● **What you need to do**
Could you echo, word for word, the lines of the listing below, starting with the line that contains "Pin a point on every instance of the weathered" and going on through the line that contains "Pin a point on every instance of the animal", both included?

● **Source material**
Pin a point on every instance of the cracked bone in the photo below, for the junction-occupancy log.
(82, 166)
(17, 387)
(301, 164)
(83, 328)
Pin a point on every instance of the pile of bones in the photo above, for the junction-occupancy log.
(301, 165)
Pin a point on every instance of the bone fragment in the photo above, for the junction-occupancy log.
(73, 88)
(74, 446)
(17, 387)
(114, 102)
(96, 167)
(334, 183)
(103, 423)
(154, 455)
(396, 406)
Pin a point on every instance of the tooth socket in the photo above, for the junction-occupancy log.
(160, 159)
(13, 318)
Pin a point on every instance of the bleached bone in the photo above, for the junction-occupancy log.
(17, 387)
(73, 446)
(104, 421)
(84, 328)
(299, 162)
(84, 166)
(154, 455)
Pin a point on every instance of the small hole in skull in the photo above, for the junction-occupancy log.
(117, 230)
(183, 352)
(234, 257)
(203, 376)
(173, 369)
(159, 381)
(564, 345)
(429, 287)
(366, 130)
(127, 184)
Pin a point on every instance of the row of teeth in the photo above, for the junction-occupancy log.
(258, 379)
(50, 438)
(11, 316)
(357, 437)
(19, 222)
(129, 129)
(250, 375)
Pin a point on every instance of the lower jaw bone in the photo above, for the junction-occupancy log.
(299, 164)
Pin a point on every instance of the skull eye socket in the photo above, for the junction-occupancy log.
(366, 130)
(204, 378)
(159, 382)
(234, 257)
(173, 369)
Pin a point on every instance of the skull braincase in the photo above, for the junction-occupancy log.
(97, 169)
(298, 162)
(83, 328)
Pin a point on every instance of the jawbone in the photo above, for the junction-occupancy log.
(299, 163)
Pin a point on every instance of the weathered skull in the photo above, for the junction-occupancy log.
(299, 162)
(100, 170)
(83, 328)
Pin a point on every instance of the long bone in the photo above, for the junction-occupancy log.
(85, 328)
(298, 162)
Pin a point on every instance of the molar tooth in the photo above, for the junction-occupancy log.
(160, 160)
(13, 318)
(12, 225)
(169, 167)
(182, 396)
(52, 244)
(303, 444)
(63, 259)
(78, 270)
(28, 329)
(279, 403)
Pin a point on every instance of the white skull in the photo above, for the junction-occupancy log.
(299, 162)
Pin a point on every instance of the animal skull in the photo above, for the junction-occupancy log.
==
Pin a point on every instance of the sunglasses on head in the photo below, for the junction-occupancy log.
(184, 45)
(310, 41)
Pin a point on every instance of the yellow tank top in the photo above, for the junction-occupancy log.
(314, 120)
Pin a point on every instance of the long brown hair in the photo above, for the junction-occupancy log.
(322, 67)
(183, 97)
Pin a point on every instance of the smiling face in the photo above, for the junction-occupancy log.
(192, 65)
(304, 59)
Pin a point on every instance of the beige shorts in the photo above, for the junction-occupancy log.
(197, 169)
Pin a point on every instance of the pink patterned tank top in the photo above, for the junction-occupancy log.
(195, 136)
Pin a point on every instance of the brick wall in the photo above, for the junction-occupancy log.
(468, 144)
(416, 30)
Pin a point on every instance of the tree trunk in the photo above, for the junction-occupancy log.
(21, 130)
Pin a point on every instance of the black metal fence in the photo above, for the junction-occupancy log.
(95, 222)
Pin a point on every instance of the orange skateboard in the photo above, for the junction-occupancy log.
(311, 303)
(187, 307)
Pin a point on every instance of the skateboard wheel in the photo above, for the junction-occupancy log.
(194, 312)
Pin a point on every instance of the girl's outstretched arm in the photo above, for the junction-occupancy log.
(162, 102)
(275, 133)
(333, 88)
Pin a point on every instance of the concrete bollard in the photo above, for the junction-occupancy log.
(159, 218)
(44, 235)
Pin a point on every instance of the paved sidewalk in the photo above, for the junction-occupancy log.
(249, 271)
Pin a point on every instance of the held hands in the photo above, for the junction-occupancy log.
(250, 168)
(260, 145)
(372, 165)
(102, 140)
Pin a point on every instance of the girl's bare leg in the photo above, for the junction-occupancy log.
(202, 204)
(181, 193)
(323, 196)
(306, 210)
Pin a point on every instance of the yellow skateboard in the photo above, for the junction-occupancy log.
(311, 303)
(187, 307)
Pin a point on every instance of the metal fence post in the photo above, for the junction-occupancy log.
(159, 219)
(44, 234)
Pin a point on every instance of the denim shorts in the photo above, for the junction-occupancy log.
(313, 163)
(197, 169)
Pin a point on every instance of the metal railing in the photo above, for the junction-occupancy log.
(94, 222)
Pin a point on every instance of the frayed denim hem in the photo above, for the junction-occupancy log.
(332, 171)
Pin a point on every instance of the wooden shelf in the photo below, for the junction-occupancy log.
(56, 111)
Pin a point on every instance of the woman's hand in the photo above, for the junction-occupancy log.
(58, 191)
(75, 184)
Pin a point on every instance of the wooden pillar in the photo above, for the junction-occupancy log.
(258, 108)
==
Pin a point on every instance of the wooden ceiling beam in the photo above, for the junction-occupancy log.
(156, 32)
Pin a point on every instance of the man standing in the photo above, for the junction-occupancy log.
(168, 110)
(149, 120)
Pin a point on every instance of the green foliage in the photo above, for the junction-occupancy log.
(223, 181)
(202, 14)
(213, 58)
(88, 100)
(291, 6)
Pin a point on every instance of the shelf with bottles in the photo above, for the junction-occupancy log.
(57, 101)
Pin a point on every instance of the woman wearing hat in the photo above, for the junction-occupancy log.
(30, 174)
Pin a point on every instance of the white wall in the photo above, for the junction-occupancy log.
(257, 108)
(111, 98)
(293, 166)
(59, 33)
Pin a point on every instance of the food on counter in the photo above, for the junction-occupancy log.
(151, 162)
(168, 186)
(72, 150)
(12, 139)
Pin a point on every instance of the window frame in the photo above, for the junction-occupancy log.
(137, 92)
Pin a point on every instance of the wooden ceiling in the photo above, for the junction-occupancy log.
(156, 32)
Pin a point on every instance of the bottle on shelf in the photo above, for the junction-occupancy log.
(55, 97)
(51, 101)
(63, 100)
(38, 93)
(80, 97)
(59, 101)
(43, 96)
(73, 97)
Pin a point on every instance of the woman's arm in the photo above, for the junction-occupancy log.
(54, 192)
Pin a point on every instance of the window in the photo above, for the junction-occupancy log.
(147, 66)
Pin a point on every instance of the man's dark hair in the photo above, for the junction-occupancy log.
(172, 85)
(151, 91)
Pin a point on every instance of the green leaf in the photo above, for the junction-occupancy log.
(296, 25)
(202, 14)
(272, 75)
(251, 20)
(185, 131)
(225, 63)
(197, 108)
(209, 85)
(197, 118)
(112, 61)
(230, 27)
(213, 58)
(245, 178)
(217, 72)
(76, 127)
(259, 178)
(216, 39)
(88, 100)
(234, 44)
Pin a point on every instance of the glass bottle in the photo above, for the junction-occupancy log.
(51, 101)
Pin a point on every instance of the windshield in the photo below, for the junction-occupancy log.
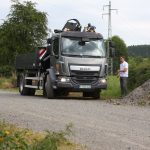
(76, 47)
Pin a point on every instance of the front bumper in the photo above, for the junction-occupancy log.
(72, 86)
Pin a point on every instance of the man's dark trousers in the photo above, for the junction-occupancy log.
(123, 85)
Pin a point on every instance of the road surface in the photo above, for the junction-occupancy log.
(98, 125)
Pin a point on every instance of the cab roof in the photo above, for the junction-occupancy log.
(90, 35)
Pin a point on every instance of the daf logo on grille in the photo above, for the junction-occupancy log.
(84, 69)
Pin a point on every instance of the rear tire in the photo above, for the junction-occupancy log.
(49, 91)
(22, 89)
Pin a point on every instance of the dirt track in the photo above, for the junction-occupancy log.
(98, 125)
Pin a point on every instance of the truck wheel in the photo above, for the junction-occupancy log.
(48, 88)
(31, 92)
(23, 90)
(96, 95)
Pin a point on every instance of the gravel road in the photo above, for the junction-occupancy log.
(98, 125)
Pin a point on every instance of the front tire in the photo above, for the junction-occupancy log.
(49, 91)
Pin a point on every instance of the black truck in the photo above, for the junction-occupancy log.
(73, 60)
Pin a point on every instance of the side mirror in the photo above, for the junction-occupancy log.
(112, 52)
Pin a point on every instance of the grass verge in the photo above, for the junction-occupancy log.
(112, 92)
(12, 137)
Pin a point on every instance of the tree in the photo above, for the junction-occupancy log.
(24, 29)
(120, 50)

● **Finished task**
Pin a point on every instance of the weathered skull in the photo above, for the junction-occupancy log.
(299, 162)
(100, 170)
(83, 328)
Pin a point on every instance of the long bone in the photo above, for the junction-occupancy log.
(85, 328)
(298, 162)
Pin a point on every instance of the molar tooth in the photo above, for the junction-occupancy log.
(160, 160)
(13, 318)
(12, 225)
(169, 167)
(182, 396)
(52, 244)
(303, 444)
(63, 259)
(78, 270)
(28, 329)
(279, 403)
Pin a point on every instance of the white skull in the photo above, for the junction-occupancy log.
(299, 162)
Pin a point on every instance of the animal skull in the photo above, for the junction-occupancy log.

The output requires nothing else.